DIRECTIVE: Rewrite the part of the records that opens with the line containing "If you could tag each instance of the weather" and runs through the end of the records, replacing "stone wall" with "brick wall" and leaving everything else unchanged. Give only those lines.

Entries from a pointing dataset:

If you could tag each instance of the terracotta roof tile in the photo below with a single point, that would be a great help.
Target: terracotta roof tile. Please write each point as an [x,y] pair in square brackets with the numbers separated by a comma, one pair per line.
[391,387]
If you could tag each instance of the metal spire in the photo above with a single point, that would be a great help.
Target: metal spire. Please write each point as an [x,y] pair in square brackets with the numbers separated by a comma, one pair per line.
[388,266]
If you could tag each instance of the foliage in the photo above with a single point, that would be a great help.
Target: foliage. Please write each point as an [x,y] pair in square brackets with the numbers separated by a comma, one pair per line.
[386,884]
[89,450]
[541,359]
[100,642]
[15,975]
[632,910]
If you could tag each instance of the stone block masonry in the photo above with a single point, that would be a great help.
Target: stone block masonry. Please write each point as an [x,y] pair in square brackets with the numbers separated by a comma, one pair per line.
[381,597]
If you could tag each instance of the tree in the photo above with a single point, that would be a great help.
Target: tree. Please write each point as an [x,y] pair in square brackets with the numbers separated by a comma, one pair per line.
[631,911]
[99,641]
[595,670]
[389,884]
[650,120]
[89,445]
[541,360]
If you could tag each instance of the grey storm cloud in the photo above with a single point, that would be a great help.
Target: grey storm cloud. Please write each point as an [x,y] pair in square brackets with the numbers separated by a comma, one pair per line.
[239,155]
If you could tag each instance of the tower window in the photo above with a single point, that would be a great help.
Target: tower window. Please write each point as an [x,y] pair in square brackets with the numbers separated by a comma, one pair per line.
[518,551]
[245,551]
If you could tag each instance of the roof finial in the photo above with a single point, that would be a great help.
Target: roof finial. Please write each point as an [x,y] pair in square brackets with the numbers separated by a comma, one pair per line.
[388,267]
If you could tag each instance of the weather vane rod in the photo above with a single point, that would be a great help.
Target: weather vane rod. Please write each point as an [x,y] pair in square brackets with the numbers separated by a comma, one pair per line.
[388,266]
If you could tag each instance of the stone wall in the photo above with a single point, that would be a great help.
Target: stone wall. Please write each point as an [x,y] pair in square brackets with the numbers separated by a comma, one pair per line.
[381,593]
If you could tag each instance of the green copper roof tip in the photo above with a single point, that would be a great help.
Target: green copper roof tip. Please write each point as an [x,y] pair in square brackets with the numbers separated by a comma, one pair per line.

OUTPUT OF THE EXERCISE:
If you could tag each instance of the weather vane rod in the photo above with a single point, that would be a great help.
Target: weather vane rod. Please write each point as an [x,y] pair in square brackets with the numbers separated by a comma, one pair per line.
[388,266]
If you could tag each instance of the brick wall in the photo above with a single point, that would be a great help.
Target: brick wall. Please write each point as an [x,y] pair in square brackets with the numbers separated by a comma, one pair per line.
[381,593]
If you could tag each instance of the green copper roof tip in the photo above with a single point, that would be a great help.
Target: green copper roof tip. Please write each point as an [x,y] pair in square brackets with the numbers separated by a comma, one pair per line.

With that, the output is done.